How to complete this task: Return the records exactly as they stand, and keep the pictures out of the copy.

(Natural language region descriptions)
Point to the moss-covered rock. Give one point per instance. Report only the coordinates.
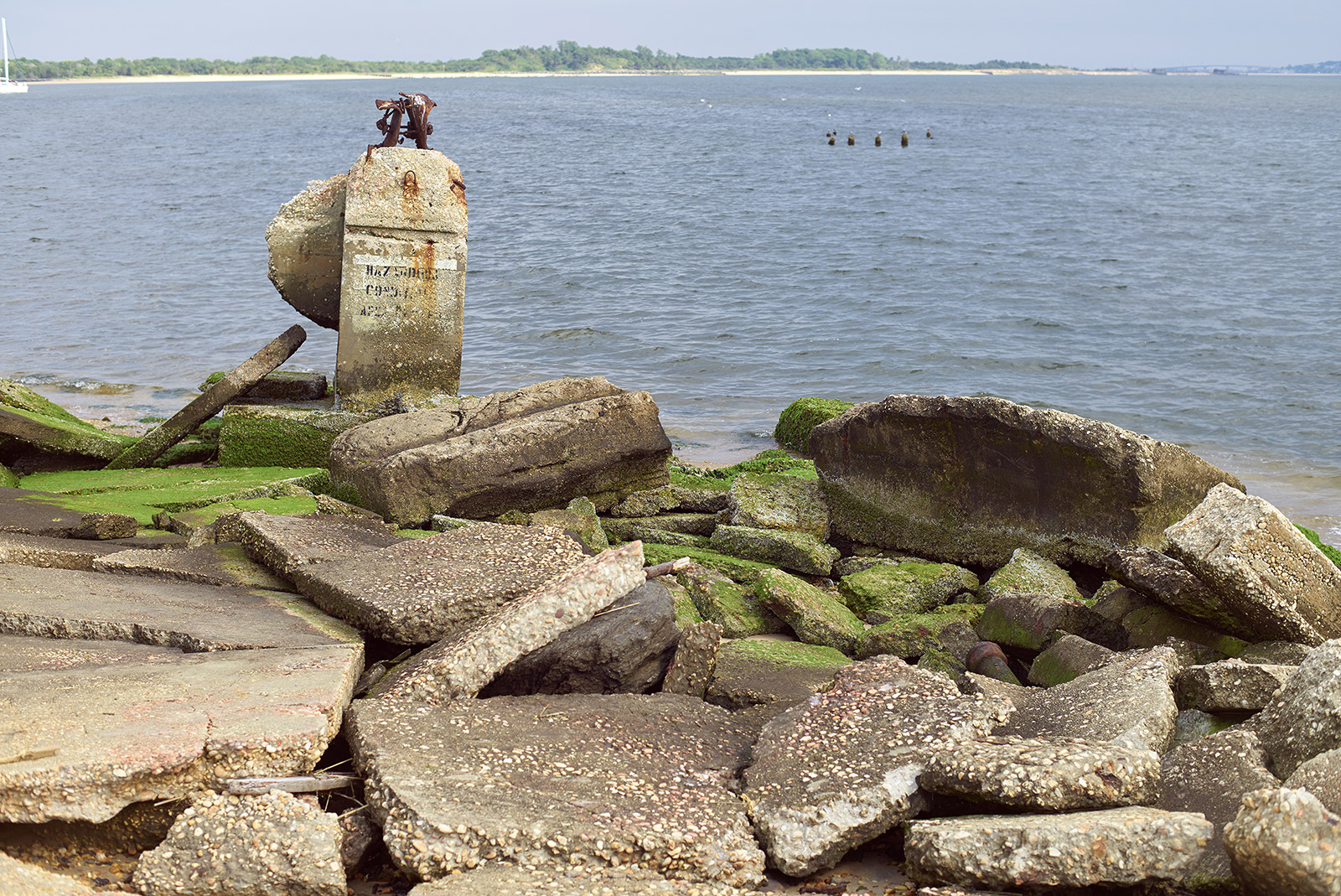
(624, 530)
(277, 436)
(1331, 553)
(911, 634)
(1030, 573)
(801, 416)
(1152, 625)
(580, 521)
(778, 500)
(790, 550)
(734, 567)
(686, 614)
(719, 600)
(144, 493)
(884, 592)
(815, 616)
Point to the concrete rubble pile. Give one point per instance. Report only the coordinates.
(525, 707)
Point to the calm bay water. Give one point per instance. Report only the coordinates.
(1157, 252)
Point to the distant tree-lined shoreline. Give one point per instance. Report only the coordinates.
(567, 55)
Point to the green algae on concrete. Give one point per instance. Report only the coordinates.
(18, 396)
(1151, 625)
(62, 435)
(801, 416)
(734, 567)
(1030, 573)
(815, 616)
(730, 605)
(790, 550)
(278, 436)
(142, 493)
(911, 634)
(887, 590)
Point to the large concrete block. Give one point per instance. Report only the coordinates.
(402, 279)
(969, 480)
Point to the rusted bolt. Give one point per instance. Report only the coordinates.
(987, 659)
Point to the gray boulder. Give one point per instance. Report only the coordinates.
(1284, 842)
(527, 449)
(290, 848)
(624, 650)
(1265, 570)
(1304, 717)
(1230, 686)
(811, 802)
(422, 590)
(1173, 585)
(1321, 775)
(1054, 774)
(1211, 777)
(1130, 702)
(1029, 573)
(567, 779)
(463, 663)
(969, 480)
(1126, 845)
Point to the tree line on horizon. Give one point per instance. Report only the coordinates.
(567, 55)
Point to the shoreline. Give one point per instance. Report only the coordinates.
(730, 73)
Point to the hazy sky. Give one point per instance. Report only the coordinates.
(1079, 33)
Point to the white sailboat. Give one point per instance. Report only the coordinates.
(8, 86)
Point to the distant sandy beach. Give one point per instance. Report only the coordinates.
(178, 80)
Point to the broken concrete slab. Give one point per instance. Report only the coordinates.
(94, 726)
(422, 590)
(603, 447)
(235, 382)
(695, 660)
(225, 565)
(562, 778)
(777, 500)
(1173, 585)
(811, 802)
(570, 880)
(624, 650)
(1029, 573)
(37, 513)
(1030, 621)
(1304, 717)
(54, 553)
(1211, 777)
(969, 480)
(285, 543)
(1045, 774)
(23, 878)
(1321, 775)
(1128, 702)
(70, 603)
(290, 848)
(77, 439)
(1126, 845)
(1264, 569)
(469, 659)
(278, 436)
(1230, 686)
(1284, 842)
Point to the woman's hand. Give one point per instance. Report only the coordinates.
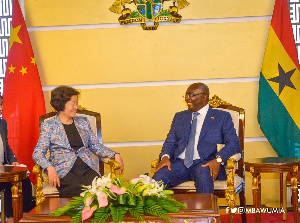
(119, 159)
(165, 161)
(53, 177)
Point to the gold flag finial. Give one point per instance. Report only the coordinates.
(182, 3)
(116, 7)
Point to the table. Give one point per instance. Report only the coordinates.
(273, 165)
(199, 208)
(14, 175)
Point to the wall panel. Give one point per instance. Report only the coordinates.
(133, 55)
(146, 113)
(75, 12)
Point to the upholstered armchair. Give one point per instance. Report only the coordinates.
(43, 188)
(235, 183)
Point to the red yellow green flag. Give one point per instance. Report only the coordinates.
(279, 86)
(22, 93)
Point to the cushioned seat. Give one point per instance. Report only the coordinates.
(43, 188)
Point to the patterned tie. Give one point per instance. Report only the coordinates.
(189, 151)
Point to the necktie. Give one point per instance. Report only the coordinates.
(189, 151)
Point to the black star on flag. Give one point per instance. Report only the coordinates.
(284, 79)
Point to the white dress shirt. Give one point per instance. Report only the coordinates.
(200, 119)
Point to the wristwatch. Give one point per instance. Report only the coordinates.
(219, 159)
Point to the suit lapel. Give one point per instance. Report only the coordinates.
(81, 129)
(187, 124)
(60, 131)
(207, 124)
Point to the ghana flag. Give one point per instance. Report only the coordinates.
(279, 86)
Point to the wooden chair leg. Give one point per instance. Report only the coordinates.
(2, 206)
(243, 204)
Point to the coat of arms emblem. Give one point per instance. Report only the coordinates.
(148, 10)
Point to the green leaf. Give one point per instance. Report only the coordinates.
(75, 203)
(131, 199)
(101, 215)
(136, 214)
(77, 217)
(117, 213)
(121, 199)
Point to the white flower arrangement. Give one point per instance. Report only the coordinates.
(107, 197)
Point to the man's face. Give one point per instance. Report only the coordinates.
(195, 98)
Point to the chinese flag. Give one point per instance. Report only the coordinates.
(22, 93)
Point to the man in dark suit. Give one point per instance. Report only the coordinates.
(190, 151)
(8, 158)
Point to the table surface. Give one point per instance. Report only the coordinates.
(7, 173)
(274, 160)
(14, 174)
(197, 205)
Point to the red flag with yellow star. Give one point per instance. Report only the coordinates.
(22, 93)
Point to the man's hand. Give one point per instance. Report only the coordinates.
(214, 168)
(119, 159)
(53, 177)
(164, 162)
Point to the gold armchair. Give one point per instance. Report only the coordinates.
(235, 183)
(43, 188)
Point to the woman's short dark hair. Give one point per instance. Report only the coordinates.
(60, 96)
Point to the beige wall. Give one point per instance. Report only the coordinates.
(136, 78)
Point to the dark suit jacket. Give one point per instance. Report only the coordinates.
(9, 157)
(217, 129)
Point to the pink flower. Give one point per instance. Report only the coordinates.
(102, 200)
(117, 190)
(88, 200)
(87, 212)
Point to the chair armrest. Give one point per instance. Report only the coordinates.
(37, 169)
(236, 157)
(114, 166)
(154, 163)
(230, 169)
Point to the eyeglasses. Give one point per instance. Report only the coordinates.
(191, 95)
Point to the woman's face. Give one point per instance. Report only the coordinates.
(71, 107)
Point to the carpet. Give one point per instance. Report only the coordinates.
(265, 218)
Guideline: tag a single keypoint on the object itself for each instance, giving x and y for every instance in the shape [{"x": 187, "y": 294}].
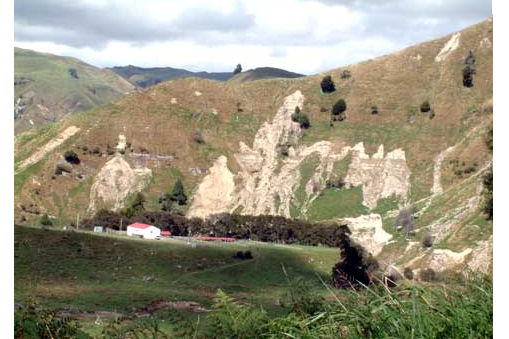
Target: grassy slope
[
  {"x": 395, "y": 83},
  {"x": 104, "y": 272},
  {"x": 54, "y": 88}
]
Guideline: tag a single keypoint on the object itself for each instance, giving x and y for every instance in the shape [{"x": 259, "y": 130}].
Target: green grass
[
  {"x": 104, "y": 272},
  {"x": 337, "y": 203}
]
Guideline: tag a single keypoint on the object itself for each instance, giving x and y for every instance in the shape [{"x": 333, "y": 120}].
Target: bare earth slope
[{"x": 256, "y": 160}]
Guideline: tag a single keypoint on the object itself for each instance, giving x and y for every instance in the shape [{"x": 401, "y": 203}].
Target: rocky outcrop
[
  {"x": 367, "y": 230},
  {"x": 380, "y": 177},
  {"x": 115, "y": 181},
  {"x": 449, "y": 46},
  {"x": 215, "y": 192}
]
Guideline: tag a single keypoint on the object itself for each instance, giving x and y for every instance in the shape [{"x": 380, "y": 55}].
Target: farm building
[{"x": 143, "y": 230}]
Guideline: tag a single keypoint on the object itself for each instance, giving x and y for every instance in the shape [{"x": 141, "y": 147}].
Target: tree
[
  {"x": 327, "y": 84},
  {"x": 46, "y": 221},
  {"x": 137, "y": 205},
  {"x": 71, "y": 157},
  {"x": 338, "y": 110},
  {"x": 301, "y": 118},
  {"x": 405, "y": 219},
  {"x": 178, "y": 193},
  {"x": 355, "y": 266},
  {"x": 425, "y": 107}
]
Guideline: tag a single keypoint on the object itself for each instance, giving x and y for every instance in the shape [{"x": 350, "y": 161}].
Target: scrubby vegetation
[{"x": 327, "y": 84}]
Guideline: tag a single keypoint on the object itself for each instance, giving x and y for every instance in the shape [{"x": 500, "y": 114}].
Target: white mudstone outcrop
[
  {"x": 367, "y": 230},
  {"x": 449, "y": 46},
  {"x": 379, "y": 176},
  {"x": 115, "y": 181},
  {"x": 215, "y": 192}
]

Result below:
Point to the moss-covered rock. Give one point per instance. Report only the coordinates.
(624, 530)
(277, 436)
(1331, 553)
(911, 634)
(1030, 573)
(801, 416)
(1152, 625)
(580, 521)
(778, 500)
(790, 550)
(734, 567)
(686, 614)
(719, 600)
(144, 493)
(884, 592)
(815, 616)
Point to the concrete rubble pile. Give one point per instance. Report only the coordinates.
(525, 707)
Point to the calm bay water. Give one point per instance. Report only the coordinates.
(1157, 252)
Point to the distant tree-lined shoreline. Give one point per instance. Report only the coordinates.
(567, 55)
Point to the green algae on concrete. Give one point per instance. Report only the coordinates.
(18, 396)
(1151, 625)
(62, 435)
(801, 416)
(734, 567)
(1030, 573)
(815, 616)
(730, 605)
(790, 550)
(278, 436)
(142, 493)
(911, 634)
(887, 590)
Point to the large concrete block. Give one point per instance. Report only the coordinates.
(402, 279)
(969, 480)
Point to the rusted bolt. Give one point per instance. Report only the coordinates.
(987, 659)
Point to the gray boulder. Give one point per instance. Report only the coordinates.
(1284, 842)
(527, 449)
(290, 848)
(624, 650)
(1265, 570)
(1304, 717)
(1230, 686)
(811, 802)
(422, 590)
(1173, 585)
(1321, 775)
(1054, 774)
(1211, 777)
(1130, 702)
(1029, 573)
(567, 779)
(463, 663)
(969, 480)
(1126, 845)
Point to the tree line on horizon. Give one point per instance. Report only the coordinates.
(567, 55)
Point to the shoreline. Give one point per instance. Report only the coordinates.
(730, 73)
Point to the hazy sky. Give one point per instance. Report only the coordinates.
(1079, 33)
Point to the white sailboat. Give one point per instance. Report only the coordinates.
(8, 86)
Point to the distant sandy beach. Give one point per instance. Report only the coordinates.
(178, 80)
Point to the broken concrete slab. Give one point per instance. Report only the coordinates.
(94, 726)
(422, 590)
(603, 447)
(235, 382)
(695, 660)
(225, 565)
(562, 778)
(777, 500)
(1173, 585)
(811, 802)
(570, 880)
(624, 650)
(1029, 573)
(37, 513)
(1030, 621)
(1304, 717)
(54, 553)
(1211, 777)
(969, 480)
(285, 543)
(1045, 774)
(23, 878)
(1321, 775)
(1128, 702)
(70, 603)
(290, 848)
(77, 439)
(1126, 845)
(1264, 569)
(469, 659)
(278, 436)
(1230, 686)
(1284, 842)
Point to the woman's hand. Give one point per instance. Report only the coordinates.
(119, 159)
(165, 161)
(53, 177)
Point to the gold flag finial. Give one point per instance. Report only the coordinates.
(182, 3)
(116, 7)
Point to the table. Give one point per instance. Report only the coordinates.
(273, 165)
(199, 208)
(14, 175)
Point to the wall panel. Give one point per instance. Report only the coordinates.
(133, 55)
(146, 113)
(75, 12)
Point to the upholstered armchair. Give one point per instance. Report only the coordinates.
(43, 188)
(235, 183)
Point to the red yellow green flag. Give one point per instance. Report only the coordinates.
(279, 86)
(22, 93)
Point to the cushioned seat. Give one point per instance. Report only the coordinates.
(43, 188)
Point to the patterned tie. Give one point per instance. Report only the coordinates.
(189, 151)
Point to the necktie. Give one point per instance. Report only the coordinates.
(189, 151)
Point to the black star on flag. Give one point per instance. Report only the coordinates.
(284, 79)
Point to the white dress shirt. Give one point per instance. Report only the coordinates.
(200, 119)
Point to the wristwatch. Give one point per instance. Report only the coordinates.
(219, 159)
Point to the suit lapel. Give one point per instance. Report only the coordinates.
(81, 129)
(187, 124)
(60, 131)
(207, 124)
Point to the ghana flag. Give one point per instance. Report only the coordinates.
(279, 86)
Point to the wooden chair leg. Give one point per instance. Report only the coordinates.
(2, 206)
(243, 204)
Point to the coat of arms emblem. Give one point per instance. Report only the coordinates.
(148, 10)
Point to the green leaf. Give one point per instance. Report only the coordinates.
(75, 203)
(131, 199)
(101, 215)
(136, 214)
(77, 217)
(117, 213)
(121, 199)
Point to the white flower arrangement. Give one point per instance. Report only the coordinates.
(107, 197)
Point to the man's face. Give one point per instance. Report only the coordinates.
(195, 98)
Point to the chinese flag. Give one point per instance. Report only the coordinates.
(22, 93)
Point to the man in dark suit. Give one point per instance. Report only the coordinates.
(190, 151)
(8, 158)
Point to the table surface. Give one point per instance. Report only the coordinates.
(7, 173)
(274, 160)
(14, 174)
(197, 205)
Point to the red flag with yellow star. Give one point per instance. Report only the coordinates.
(22, 93)
Point to the man's hand. Give one point per instance. Report only the coordinates.
(214, 168)
(119, 159)
(53, 177)
(164, 162)
Point to the gold armchair. Give one point per instance. Report only the coordinates.
(235, 183)
(43, 188)
Point to the woman's short dark hair. Give one point per instance. Report only the coordinates.
(60, 96)
Point to the beige wall. Give one point per instance. Report only the coordinates.
(136, 78)
Point to the dark suit jacket. Give one point per instance. Report only the coordinates.
(9, 157)
(217, 129)
Point to the pink flower. Give one point per instance. Report only the coordinates.
(102, 200)
(117, 190)
(88, 200)
(87, 212)
Point to the chair armrest. Give one point per instance. Report only the coordinates.
(37, 169)
(236, 157)
(114, 166)
(154, 163)
(230, 169)
Point to the eyeglasses. Give one point per instance. Report only the coordinates.
(191, 95)
Point to the woman's face. Give one point per instance. Report only the coordinates.
(71, 107)
Point to the carpet. Give one point per instance. Report only the coordinates.
(265, 218)
Guideline: tag a single keypoint on the object itself for each instance, giving x and y for every instance in the shape [{"x": 187, "y": 294}].
Target: grassy slope
[
  {"x": 395, "y": 83},
  {"x": 104, "y": 272},
  {"x": 54, "y": 88}
]
Guideline: tag a single keypoint on the object itself for each instance, giving x and y for every instance in the shape [{"x": 259, "y": 130}].
Target: green grass
[
  {"x": 104, "y": 272},
  {"x": 337, "y": 203}
]
Guideline: tag a single keypoint on the object itself for each instance, giving x and y for every instance in the shape [{"x": 333, "y": 120}].
Target: bare earth slope
[{"x": 256, "y": 160}]
Guideline: tag a single keypoint on the object itself for each instance, giving x and y for every instance in the shape [{"x": 401, "y": 203}].
Target: rocky outcrop
[
  {"x": 367, "y": 230},
  {"x": 380, "y": 177},
  {"x": 115, "y": 181},
  {"x": 449, "y": 46},
  {"x": 215, "y": 192}
]
Guideline: tag a single keypoint on the object itself for each instance, giving x and y for every instance in the shape [{"x": 380, "y": 55}].
Target: farm building
[{"x": 143, "y": 230}]
Guideline: tag a single keypoint on the object itself for each instance, giving x and y for every instance in the shape [{"x": 141, "y": 147}].
Target: tree
[
  {"x": 327, "y": 84},
  {"x": 46, "y": 221},
  {"x": 137, "y": 205},
  {"x": 71, "y": 157},
  {"x": 338, "y": 110},
  {"x": 301, "y": 118},
  {"x": 405, "y": 219},
  {"x": 178, "y": 193},
  {"x": 355, "y": 266},
  {"x": 425, "y": 107}
]
Guideline: tag a single keypoint on the object itself for each instance, giving x and y for every instance in the shape [{"x": 350, "y": 161}].
Target: scrubby vegetation
[{"x": 327, "y": 84}]
Guideline: tag a single keypoint on the object itself for each instance, giving x and y for every instance in the shape [{"x": 500, "y": 114}].
Target: white mudstone outcrop
[
  {"x": 367, "y": 230},
  {"x": 449, "y": 46},
  {"x": 379, "y": 176},
  {"x": 115, "y": 181},
  {"x": 215, "y": 192}
]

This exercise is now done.